■ DATA TO PROCESS:

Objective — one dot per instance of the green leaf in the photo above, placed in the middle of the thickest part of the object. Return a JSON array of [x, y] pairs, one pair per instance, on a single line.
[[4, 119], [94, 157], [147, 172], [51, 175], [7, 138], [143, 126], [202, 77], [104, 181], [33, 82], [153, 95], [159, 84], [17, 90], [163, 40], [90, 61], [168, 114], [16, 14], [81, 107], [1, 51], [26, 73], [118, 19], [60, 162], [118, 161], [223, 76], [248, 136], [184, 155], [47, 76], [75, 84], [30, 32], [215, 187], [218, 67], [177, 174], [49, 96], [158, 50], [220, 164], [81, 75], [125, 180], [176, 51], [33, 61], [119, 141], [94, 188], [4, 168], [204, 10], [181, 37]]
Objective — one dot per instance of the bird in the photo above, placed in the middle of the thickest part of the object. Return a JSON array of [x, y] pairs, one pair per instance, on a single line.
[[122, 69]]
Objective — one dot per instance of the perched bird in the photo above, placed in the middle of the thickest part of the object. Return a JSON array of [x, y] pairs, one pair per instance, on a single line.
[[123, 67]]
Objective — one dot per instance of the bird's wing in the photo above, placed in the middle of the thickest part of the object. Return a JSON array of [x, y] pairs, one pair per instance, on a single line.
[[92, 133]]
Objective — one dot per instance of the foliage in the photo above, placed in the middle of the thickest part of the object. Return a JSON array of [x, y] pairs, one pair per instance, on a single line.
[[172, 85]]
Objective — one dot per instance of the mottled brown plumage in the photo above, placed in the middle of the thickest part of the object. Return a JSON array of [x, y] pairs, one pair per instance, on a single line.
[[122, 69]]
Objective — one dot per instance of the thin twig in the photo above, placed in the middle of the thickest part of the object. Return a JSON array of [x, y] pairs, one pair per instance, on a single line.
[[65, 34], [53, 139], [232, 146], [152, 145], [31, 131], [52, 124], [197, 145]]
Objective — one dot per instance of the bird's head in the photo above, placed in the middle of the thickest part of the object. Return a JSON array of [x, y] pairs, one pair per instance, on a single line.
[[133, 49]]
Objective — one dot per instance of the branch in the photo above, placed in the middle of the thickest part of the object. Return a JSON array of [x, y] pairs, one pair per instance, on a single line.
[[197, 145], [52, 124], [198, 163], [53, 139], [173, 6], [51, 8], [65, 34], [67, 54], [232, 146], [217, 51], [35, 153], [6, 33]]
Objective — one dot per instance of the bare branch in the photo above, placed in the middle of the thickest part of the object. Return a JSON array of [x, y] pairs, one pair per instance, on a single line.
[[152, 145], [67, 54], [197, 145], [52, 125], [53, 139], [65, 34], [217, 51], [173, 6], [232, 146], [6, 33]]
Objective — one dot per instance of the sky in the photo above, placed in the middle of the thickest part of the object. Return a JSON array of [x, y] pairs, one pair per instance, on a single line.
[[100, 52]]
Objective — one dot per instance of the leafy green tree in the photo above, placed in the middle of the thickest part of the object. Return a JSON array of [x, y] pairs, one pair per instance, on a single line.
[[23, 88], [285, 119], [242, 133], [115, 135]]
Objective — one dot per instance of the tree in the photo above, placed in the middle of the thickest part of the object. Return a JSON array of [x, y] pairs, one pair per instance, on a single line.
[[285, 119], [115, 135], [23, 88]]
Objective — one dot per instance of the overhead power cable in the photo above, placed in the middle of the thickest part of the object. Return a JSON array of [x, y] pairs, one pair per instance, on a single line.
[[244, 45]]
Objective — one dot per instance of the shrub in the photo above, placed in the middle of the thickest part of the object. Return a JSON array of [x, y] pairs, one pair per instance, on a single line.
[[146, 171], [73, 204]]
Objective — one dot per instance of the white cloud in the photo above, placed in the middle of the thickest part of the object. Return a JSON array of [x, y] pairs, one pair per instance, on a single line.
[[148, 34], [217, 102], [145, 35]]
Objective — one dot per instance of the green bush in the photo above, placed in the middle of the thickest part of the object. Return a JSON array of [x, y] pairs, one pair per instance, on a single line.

■ EXERCISE DESCRIPTION: Quote all of the rows above word for word, keeping their order.

■ ANSWER:
Objective — one dot per instance of the green leaf in the photo above, placed in the middle of the thickest part of the object. Return a JSON array of [x, y] pairs, one pair per instance, on a single line.
[[4, 119], [94, 157], [147, 172], [51, 175], [7, 138], [143, 126], [202, 77], [104, 181], [33, 82], [153, 95], [159, 84], [17, 90], [163, 40], [90, 61], [168, 114], [16, 14], [81, 107], [1, 51], [26, 73], [118, 19], [60, 162], [118, 161], [223, 76], [248, 136], [184, 155], [47, 76], [75, 84], [30, 32], [215, 187], [218, 67], [177, 174], [49, 96], [158, 50], [220, 164], [81, 75], [125, 180], [176, 51], [33, 61], [119, 141], [94, 188], [4, 168], [204, 10], [181, 37]]
Objective — one dot per instance of the bird in the photo above, placed in the middle of the thickest part of the object. Return a JSON array of [x, y] pairs, one pair per instance, on a single line.
[[122, 69]]
Objective — one dot per instance of the perched bird in the photo above, placed in the middle of the thickest part of the object. Return a JSON array of [x, y] pairs, one pair per instance, on a single line.
[[123, 67]]
Objective — one dot per instance of the bird's wing in the photo above, placed in the middle of the thickest part of the object. Return a JSON array of [x, y] pairs, one pair per instance, on a single line.
[[92, 133]]
Objective — one dot per instance of the foliage in the photo above, placed in the middle of the thickest part of the object. Return a JSON array of [x, y] pairs, one pair per instance, on a single line.
[[172, 85]]
Objective — one dot per instance of the mottled brown plumage in the photo above, placed in the middle of the thickest part of the object. Return a JSON array of [x, y] pairs, one pair per instance, on a single line.
[[122, 69]]
Objective — one dot per instance of the thin twig in the photo above, placed in the middle of the thickest part of the object. Return a JSON array of [x, y] pairs, one pair per instance, on a single line.
[[65, 34], [53, 139], [232, 146], [152, 145], [31, 131], [52, 124], [197, 145]]
Objective — one dot per instance of the bird's head in the photo above, placed in the middle of the thickest part of the object. Return a JSON array of [x, y] pairs, one pair per instance, on a single line.
[[133, 49]]
Objective — one dot per instance of the branch in the photo above, placed in the middle of the thickest part of the object. Return a JSON array of [x, y] pairs, one pair per instance, on a single line.
[[197, 145], [52, 124], [198, 163], [53, 139], [173, 6], [51, 8], [65, 34], [67, 54], [232, 146], [217, 51], [35, 153], [6, 33]]
Objective — one dot per instance of the bare branch in the photo above, placed in the middle of the thickest part of the object. Return a JSON array of [x, y] pairs, one pair per instance, on a single line.
[[152, 145], [67, 54], [197, 145], [52, 125], [53, 139], [65, 34], [217, 51], [173, 6], [232, 146], [6, 33]]
Objective — one dot per instance of the sky in the photo above, placed in the middle of the thickest part of the object. Return a JSON array of [x, y] pairs, one pair per instance, on a single line.
[[100, 52]]
Objective — one dot per instance of the leafy green tree in the photo above, placed in the middle of the thickest part of the object. Return a JSON array of [x, y] pairs, one pair per instance, on a single line.
[[23, 88], [285, 119], [242, 133], [115, 135]]
Objective — one dot per instance of the tree in the photo above, placed in the middle of the thickest part of the object. Return a JSON array of [x, y] pairs, one pair per instance, on a single line.
[[285, 119], [115, 135], [23, 88]]
Objective — one dot per instance of the overhead power cable in the photo above, placed in the middle of the thickest part of the object. Return a JSON array of [x, y] pairs, one pair per instance, on a single line.
[[244, 45]]
Objective — one dot per instance of the shrub in the photo above, placed in the middle of the thickest part of the object. Return a JSON array of [x, y] pairs, one pair per instance, on a single line.
[[146, 171], [73, 204]]
Objective — one dot per instance of the white cloud in the photo above, placed in the middle of the thickest part of the object. Return a JSON array of [x, y] pairs, one pair per instance, on a single line.
[[148, 34], [217, 102], [145, 35]]
Objective — one dot per instance of the green bush in the photo above, placed in the middle of the thickest part of the object. Return a JSON array of [x, y] pairs, one pair per instance, on a single line.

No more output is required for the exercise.